Dataset entries
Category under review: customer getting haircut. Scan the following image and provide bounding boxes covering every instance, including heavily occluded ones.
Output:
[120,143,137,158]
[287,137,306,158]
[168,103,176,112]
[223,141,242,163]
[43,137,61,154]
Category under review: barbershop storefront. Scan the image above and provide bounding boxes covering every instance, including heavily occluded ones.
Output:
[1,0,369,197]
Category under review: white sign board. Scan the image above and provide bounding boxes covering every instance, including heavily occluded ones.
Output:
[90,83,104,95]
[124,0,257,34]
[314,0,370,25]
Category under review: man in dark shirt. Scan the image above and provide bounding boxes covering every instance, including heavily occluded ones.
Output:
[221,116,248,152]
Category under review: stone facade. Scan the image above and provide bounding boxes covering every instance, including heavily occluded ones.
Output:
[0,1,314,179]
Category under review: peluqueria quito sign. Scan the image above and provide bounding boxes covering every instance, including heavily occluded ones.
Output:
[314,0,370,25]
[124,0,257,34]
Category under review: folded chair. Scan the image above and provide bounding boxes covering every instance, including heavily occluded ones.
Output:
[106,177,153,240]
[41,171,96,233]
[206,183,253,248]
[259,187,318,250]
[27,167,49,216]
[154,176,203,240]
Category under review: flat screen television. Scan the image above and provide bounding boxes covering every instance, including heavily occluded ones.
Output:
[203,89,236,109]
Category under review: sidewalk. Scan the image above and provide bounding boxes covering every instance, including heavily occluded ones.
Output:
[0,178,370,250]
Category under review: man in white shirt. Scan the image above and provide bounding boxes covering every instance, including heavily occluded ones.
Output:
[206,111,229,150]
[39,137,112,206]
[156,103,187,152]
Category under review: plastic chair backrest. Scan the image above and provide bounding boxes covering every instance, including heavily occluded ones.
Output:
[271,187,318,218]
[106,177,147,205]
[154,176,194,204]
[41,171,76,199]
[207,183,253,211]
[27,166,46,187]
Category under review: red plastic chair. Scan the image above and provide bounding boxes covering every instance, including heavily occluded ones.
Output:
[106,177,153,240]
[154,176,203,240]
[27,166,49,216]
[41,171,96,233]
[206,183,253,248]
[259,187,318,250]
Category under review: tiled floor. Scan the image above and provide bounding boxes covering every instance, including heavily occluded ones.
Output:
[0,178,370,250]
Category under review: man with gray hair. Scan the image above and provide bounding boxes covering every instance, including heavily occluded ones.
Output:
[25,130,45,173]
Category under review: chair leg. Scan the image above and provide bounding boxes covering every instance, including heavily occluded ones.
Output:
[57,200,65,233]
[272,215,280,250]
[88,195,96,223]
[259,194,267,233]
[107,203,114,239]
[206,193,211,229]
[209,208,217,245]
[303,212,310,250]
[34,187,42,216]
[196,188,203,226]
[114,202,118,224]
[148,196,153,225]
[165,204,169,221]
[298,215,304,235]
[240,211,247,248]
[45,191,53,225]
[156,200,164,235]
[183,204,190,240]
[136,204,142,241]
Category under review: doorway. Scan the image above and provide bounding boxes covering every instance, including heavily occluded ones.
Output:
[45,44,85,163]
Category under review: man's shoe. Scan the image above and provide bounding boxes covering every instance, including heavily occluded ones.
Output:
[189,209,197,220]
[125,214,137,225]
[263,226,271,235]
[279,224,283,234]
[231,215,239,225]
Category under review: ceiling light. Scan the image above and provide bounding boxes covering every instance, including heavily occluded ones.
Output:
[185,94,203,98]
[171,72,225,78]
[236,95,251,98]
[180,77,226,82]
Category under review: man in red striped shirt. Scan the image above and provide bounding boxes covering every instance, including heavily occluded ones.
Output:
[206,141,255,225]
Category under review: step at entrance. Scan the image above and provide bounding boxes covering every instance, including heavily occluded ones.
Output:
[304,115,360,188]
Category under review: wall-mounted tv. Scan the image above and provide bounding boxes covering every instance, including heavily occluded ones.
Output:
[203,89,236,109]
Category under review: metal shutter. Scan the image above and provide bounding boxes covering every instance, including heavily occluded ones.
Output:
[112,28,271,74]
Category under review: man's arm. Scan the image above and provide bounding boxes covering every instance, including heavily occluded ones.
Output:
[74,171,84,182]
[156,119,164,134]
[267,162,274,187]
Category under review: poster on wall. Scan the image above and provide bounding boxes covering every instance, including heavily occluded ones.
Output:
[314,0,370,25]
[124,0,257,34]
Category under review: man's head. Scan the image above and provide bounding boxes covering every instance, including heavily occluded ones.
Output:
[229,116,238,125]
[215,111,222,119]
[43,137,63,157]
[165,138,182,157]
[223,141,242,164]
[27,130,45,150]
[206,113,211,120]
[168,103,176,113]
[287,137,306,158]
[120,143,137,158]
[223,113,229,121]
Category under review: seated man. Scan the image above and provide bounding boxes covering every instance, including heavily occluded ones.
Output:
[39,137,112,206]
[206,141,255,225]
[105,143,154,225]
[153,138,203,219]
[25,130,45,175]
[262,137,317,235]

### Assignment
Starting from the data above, filter for lines with "plastic" and copy each one.

### Response box
Category under review: plastic chair backrest. Scan the image above and provide bounding boxes covering every instance, including heavily occluded ones.
Category under review: red plastic chair. Scan the image above and provide bounding boxes covering every instance, including heavily occluded ones.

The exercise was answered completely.